Start Dataset records

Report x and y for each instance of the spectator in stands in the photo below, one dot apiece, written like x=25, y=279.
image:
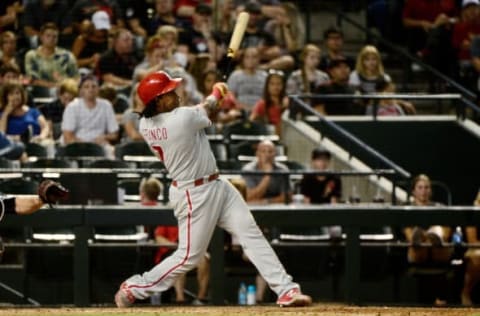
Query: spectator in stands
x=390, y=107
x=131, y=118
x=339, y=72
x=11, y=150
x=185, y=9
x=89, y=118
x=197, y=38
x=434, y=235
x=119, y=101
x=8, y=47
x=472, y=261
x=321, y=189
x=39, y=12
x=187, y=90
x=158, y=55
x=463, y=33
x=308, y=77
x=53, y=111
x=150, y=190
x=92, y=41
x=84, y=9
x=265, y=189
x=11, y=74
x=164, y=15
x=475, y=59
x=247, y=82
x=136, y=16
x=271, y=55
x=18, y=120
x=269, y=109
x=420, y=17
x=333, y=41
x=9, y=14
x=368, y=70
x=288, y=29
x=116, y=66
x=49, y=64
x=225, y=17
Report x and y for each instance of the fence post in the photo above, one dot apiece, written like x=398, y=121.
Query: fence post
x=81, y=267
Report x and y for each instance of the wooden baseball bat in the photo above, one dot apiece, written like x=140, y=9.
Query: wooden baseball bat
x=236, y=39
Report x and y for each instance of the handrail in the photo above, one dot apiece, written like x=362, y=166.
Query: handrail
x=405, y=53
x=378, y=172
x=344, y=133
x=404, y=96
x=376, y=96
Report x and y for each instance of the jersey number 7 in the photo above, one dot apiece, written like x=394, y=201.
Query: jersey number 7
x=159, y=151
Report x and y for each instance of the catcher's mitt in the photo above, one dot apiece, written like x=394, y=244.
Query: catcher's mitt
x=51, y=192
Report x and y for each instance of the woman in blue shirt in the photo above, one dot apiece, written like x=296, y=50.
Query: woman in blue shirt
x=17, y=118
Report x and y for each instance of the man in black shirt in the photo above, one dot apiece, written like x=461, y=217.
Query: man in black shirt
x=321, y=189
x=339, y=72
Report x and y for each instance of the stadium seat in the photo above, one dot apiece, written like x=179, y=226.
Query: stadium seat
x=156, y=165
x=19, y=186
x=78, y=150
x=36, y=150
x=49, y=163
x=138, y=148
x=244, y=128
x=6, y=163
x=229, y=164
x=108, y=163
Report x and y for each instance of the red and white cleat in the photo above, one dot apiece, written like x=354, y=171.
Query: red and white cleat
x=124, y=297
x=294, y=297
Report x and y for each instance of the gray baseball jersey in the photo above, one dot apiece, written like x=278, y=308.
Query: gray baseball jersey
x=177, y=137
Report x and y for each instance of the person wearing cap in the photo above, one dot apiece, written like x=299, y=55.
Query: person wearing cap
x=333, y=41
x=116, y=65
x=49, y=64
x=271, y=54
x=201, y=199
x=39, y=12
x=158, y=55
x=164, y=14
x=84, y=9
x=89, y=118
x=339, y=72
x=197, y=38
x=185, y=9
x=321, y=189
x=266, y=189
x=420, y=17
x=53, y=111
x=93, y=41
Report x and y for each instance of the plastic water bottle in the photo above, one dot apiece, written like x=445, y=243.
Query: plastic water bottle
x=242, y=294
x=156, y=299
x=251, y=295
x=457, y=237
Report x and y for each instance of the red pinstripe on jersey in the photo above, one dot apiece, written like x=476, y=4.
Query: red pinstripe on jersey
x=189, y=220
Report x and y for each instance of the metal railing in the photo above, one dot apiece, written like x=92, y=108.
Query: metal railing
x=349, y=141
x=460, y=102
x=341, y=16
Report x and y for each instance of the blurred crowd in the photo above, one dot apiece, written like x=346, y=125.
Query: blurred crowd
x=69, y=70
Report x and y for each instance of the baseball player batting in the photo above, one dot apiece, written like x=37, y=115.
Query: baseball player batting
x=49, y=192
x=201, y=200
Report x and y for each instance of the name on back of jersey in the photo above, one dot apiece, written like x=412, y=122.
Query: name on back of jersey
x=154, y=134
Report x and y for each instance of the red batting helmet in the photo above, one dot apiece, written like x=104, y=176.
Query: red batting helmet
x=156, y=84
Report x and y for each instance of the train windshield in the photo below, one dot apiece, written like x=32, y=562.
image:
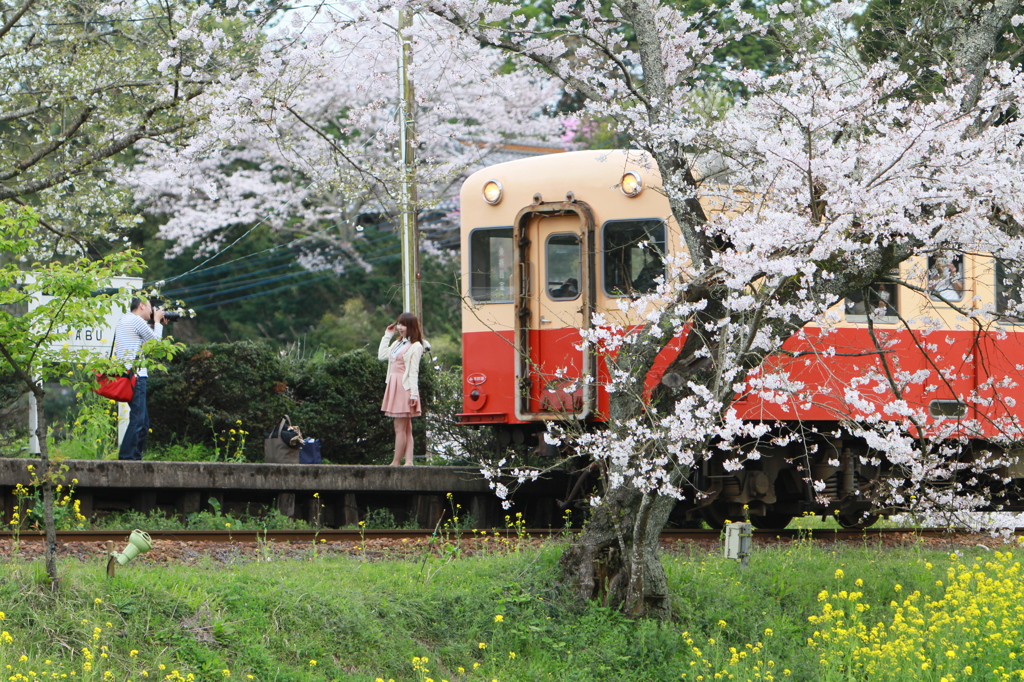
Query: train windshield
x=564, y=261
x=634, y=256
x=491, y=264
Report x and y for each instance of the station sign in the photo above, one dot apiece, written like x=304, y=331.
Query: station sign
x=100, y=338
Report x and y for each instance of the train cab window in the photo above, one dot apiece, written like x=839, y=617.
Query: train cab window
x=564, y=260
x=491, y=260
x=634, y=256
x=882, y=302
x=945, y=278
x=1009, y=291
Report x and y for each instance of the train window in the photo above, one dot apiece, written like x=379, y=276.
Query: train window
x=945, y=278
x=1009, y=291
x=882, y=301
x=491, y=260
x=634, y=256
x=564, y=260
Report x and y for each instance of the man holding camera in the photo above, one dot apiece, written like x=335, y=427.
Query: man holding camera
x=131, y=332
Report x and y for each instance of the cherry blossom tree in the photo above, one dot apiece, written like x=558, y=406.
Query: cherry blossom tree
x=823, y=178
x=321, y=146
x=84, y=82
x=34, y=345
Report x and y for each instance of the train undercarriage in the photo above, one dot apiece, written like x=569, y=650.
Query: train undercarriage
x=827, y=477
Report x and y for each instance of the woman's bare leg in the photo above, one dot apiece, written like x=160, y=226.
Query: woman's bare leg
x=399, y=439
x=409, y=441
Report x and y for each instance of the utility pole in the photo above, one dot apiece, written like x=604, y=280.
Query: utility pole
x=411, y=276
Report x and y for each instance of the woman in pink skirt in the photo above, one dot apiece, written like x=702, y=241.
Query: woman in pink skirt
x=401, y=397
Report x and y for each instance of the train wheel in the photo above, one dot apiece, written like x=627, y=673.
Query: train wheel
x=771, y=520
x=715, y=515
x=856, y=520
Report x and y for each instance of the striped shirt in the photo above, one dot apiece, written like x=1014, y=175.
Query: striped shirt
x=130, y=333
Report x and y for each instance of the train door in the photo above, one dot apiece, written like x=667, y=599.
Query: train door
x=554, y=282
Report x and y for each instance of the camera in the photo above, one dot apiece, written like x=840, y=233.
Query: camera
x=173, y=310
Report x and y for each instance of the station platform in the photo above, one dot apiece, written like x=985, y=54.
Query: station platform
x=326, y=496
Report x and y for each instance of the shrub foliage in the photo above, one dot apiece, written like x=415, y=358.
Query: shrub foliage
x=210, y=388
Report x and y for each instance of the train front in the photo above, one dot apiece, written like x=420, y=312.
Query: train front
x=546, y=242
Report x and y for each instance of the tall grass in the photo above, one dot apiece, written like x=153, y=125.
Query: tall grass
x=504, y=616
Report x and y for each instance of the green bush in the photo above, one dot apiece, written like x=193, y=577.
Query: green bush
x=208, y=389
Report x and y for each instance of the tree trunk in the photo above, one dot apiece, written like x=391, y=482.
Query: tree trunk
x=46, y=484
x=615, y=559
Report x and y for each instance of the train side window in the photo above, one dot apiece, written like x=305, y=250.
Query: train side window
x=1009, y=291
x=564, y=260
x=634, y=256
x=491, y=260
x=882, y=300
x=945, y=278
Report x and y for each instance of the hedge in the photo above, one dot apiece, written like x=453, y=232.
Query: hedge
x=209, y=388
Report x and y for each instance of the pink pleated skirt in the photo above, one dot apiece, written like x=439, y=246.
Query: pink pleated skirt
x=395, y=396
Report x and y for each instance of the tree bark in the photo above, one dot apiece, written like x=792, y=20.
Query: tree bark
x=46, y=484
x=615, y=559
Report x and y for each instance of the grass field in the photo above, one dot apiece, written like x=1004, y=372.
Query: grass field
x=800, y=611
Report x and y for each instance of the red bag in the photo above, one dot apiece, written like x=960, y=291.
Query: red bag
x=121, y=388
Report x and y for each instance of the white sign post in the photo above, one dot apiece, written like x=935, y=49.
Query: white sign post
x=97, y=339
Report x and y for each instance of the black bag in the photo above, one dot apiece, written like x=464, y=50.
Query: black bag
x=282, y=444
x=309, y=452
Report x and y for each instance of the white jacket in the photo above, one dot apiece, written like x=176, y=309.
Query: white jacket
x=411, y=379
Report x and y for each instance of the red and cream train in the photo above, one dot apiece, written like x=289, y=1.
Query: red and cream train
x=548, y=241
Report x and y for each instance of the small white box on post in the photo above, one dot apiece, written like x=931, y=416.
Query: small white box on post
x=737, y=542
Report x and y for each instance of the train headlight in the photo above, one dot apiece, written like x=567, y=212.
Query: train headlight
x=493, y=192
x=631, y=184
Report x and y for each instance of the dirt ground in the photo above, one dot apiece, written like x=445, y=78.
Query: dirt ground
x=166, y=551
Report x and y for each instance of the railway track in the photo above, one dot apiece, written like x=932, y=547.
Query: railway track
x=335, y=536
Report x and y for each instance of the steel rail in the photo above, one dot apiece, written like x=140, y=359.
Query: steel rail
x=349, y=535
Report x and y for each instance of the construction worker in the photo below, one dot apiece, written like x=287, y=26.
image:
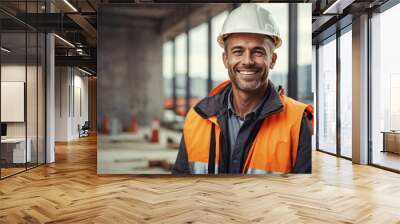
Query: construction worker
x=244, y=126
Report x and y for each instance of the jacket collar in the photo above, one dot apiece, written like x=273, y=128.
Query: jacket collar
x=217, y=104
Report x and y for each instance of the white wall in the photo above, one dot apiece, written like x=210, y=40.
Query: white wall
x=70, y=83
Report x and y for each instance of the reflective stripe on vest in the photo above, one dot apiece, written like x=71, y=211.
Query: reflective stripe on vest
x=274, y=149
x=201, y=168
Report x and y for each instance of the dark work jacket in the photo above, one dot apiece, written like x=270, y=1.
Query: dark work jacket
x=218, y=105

End Dataset records
Start Dataset records

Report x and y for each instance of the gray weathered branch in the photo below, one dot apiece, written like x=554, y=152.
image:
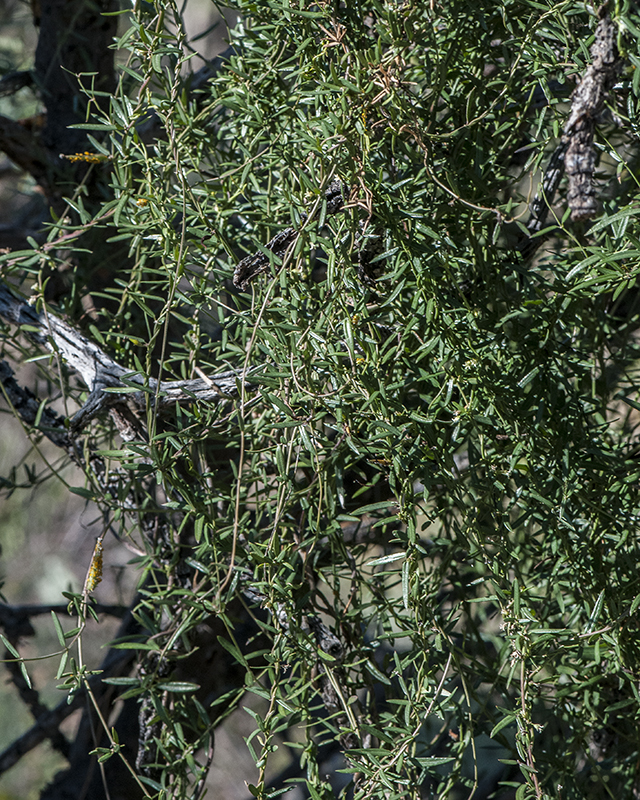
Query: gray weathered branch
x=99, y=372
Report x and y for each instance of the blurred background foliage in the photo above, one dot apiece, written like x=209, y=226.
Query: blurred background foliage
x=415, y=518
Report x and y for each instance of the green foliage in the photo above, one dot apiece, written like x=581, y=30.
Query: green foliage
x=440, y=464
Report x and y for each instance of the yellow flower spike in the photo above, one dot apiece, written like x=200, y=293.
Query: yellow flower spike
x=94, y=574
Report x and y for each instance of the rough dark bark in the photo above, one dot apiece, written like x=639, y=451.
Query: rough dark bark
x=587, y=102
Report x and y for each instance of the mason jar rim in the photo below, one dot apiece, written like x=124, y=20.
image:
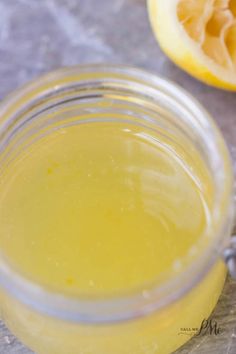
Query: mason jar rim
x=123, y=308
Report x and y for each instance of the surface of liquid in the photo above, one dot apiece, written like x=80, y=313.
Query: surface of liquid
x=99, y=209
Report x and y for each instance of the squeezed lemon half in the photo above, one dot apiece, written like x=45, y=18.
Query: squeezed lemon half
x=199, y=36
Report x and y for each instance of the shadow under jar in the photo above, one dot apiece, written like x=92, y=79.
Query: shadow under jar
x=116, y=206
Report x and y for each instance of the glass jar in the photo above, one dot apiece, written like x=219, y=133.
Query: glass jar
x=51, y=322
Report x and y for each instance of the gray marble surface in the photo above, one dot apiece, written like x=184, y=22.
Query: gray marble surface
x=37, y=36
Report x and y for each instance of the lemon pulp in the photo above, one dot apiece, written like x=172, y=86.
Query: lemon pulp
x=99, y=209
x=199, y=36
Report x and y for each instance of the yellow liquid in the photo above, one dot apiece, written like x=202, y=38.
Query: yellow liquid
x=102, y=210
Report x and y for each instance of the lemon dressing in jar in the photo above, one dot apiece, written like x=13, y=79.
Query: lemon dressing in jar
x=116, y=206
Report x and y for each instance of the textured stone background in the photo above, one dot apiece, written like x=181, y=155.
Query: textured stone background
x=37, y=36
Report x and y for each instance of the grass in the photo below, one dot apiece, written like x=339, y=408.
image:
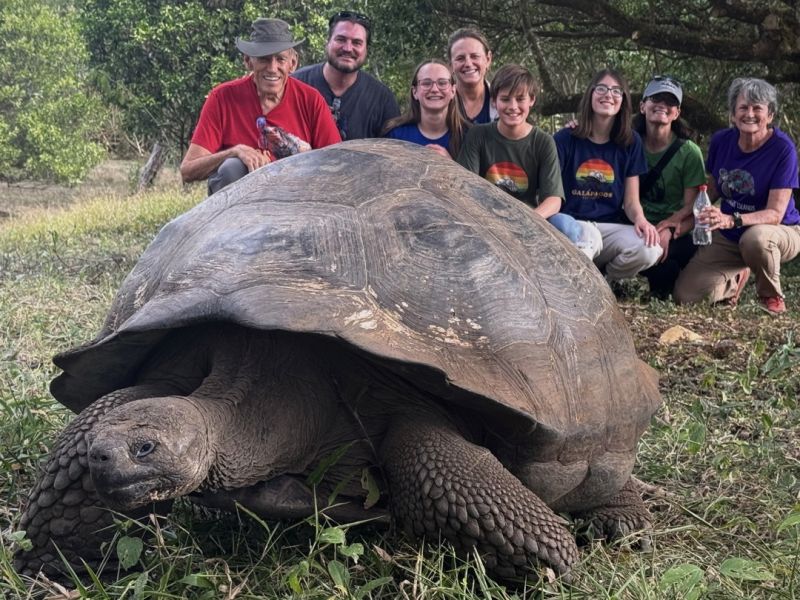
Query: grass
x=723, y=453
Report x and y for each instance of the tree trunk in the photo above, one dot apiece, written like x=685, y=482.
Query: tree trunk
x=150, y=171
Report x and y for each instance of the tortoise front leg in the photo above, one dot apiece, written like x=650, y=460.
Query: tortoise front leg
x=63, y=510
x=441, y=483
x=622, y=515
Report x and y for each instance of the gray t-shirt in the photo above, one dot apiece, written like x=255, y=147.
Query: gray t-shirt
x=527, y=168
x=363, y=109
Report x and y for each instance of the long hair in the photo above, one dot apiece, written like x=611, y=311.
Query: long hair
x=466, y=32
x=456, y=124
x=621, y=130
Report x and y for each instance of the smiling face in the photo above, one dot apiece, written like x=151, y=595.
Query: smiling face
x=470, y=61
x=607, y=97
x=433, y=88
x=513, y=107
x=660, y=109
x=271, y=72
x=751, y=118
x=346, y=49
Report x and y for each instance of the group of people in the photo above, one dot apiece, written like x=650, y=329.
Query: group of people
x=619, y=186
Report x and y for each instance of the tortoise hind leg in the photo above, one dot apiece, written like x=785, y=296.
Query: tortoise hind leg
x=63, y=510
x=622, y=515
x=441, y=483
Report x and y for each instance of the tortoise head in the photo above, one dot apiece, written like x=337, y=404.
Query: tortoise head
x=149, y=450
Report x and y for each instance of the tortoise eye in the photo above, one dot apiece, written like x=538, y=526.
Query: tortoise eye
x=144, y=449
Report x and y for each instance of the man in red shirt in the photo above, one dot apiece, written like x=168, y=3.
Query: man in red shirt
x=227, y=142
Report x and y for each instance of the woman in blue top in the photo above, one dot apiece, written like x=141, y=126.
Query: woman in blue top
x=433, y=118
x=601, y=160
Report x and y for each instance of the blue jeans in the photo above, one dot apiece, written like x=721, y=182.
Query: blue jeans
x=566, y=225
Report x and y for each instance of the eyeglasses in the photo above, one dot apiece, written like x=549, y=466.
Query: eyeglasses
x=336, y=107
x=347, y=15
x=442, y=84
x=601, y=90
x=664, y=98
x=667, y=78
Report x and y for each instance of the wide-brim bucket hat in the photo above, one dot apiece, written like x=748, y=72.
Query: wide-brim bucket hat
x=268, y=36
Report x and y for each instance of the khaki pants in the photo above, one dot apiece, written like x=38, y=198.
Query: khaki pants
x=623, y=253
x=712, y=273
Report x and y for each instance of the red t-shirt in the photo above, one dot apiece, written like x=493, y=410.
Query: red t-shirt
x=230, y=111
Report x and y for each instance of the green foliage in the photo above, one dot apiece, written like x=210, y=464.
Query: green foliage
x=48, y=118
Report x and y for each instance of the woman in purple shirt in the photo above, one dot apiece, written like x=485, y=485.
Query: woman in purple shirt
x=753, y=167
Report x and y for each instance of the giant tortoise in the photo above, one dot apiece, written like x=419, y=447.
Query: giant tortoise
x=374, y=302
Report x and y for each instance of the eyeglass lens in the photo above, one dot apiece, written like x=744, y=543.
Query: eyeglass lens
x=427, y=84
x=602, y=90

End Dataset records
Start Dataset records

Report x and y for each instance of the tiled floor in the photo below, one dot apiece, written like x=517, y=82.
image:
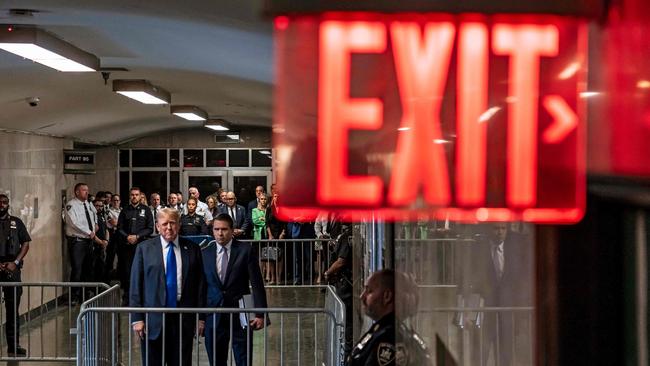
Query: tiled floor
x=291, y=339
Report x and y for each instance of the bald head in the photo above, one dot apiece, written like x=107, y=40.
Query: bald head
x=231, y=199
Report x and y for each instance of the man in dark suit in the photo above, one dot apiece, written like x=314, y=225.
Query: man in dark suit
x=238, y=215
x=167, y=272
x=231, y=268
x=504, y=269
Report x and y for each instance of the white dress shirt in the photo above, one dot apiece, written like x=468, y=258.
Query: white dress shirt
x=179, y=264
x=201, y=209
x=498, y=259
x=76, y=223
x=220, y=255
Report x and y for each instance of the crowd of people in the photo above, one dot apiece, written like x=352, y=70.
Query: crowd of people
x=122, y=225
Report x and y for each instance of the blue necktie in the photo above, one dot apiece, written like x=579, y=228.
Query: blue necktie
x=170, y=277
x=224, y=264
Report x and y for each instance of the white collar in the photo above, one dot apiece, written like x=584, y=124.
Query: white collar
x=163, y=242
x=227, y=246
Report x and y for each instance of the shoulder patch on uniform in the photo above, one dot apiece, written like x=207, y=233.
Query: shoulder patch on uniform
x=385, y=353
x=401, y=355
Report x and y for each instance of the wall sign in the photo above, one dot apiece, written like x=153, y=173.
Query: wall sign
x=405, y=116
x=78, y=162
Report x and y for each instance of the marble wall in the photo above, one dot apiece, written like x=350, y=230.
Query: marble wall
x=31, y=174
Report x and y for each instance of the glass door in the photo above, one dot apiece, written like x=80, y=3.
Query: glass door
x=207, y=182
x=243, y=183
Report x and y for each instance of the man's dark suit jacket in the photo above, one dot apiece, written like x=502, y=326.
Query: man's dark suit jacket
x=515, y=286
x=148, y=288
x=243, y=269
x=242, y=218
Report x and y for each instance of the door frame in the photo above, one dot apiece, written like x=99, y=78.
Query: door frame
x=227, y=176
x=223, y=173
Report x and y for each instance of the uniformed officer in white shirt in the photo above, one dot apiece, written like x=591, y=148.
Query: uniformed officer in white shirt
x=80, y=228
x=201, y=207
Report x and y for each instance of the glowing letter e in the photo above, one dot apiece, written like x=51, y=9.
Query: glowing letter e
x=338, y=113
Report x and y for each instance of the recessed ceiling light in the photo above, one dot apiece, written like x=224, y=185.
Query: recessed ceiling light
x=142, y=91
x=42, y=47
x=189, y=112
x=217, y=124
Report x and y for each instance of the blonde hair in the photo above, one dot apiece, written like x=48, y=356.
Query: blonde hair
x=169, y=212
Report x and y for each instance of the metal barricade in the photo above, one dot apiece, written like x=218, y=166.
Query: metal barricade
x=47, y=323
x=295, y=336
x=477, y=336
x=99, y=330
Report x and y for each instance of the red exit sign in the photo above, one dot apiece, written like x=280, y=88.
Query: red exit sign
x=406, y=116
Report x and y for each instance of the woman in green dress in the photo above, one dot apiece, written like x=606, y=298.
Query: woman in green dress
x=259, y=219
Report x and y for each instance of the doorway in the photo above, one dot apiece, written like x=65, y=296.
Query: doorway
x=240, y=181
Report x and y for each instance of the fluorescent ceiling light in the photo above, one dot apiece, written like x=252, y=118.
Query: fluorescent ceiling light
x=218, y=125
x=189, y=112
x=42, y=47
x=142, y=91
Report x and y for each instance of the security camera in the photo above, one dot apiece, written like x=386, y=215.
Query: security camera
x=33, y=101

End Dataset records

= The task =
Copy the records verbatim from the line with "Report x and y for each instance of the spectator" to the line with "x=294, y=297", including both of those lines. Leave out any pictures.

= Final result =
Report x and y for each instance of the spectator in stands in the photo below, one dot apiece, written like x=25, y=279.
image:
Query: spectator in stands
x=390, y=107
x=131, y=118
x=339, y=72
x=11, y=150
x=185, y=9
x=89, y=118
x=197, y=38
x=434, y=235
x=119, y=101
x=8, y=47
x=472, y=261
x=321, y=189
x=39, y=12
x=187, y=90
x=158, y=55
x=463, y=33
x=308, y=77
x=53, y=111
x=150, y=190
x=92, y=41
x=84, y=9
x=265, y=189
x=11, y=74
x=164, y=15
x=475, y=59
x=247, y=82
x=136, y=16
x=271, y=55
x=18, y=120
x=269, y=109
x=420, y=17
x=333, y=41
x=9, y=14
x=368, y=70
x=288, y=29
x=116, y=66
x=49, y=64
x=225, y=17
Report x and y for each instance of the fence post in the photo above, one dot apiece, written like x=398, y=121.
Query: fence post
x=81, y=267
Report x and y for each instance of the wooden baseball bat in the photo above, one dot apiece, written like x=140, y=9.
Query: wooden baseball bat
x=236, y=39
Report x and y for each instance of the handrail in the photo above, one dot apiece, written like x=362, y=166.
Query: handrail
x=405, y=53
x=378, y=172
x=344, y=133
x=404, y=96
x=376, y=96
Report x and y for each instance of the jersey number 7 in the photo above, one dot apiece, written like x=394, y=201.
Query: jersey number 7
x=159, y=151
Report x and y for each instance of the catcher's mitt in the photo above, one dot apiece, written like x=394, y=244.
Query: catcher's mitt
x=51, y=192
Report x and y for each instance of the woman in blue shirt in the photo above, one dot apiece, written like x=296, y=50.
Query: woman in blue shirt
x=17, y=118
Report x and y for each instance of the man in black shirt in the photo above, one dot apiece, written like x=461, y=217.
Query: man in black shirt
x=321, y=189
x=339, y=72
Report x and y for each instance of the stadium seat in the photo above, one dot apiece, written like x=179, y=226.
Query: stadium seat
x=156, y=165
x=19, y=186
x=78, y=150
x=36, y=150
x=49, y=163
x=138, y=148
x=244, y=128
x=6, y=163
x=229, y=164
x=108, y=163
Report x and y for each instance of the red and white cleat in the photo above, one dot apiece, written like x=354, y=171.
Query: red and white cleat
x=124, y=297
x=294, y=297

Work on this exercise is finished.